■ Testo da analizzare ■

**********

Sandro Camasio e Nino Oxilia avevano già scritto a quattro mani nel 1909, per un concorso bandito dalla Società degli Autori, una commedia (La zingara) che era stata premiata e subito dopo rappresentata al Teatro Carignano di Torino. Ma conquisteranno il pubblico di tutta Italia due anni dopo con Addio giovinezza!, commedia crepuscolare ricca di riferimenti autobiografici: il mondo degli studenti universitari e dei goliardi era quello che gli autori avevano frequentato e continuavano a frequentare; le crestate e modiste erano i loro piccoli amori quotidiani; dietro al personaggio di Mario si nascondeva in parte lo stesso Camasio; quello di Dorina era ispirato a una ragazza torinese, Dorina Ronga, in realtà una borghese amata da Camasio (sposerà un dentista e morirà sotto i bombardamenti durante la seconda guerra mondiale)[1].

**********

■ Compito da svolgere ■
Cita testualmente il brano su Addio giovinezza!, tutto ciò che va da "Sandro Camasio e" fino a "seconda guerra mondiale)[1].". I dati non servono per svolgere il compito.

Descrizioni libere degli oggetti
**********

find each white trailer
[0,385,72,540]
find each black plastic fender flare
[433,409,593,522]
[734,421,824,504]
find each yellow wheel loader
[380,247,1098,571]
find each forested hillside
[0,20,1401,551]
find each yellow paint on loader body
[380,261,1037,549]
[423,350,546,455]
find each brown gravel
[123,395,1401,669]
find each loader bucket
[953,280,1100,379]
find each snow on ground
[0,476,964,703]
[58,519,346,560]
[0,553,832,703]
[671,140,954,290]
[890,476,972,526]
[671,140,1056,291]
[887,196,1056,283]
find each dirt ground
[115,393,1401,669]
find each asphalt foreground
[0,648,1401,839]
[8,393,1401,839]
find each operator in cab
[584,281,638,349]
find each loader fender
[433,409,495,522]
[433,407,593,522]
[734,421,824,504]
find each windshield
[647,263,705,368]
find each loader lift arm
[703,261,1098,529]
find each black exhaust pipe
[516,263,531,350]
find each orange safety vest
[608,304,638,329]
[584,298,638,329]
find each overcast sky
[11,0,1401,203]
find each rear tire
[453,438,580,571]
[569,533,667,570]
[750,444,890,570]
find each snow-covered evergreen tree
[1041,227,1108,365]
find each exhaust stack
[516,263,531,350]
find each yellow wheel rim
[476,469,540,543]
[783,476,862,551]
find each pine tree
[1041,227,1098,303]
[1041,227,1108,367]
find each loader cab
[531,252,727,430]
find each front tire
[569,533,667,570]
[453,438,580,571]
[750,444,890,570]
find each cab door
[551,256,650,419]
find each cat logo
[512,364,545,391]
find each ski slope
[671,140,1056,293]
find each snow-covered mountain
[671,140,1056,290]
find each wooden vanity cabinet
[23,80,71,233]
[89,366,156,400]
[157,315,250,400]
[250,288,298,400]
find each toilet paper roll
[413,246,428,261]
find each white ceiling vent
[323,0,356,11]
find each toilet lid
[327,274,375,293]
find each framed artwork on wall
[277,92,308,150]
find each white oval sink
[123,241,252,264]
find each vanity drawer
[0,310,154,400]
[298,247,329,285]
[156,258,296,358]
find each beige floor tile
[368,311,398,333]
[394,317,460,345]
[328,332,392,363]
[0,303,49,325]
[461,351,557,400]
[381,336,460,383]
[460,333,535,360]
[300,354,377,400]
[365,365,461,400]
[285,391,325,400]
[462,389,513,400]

**********

■ La tua risposta ■
Sandro Camasio e Nino Oxilia avevano già scritto a quattro mani nel 1909, per un concorso bandito dalla Società degli Autori, una commedia (La zingara) che era stata premiata e subito dopo rappresentata al Teatro Carignano di Torino. Ma conquisteranno il pubblico di tutta Italia due anni dopo con Addio giovinezza!, commedia crepuscolare ricca di riferimenti autobiografici: il mondo degli studenti universitari e dei goliardi era quello che gli autori avevano frequentato e continuavano a frequentare; le crestate e modiste erano i loro piccoli amori quotidiani; dietro al personaggio di Mario si nascondeva in parte lo stesso Camasio; quello di Dorina era ispirato a una ragazza torinese, Dorina Ronga, in realtà una borghese amata da Camasio (sposerà un dentista e morirà sotto i bombardamenti durante la seconda guerra mondiale)[1].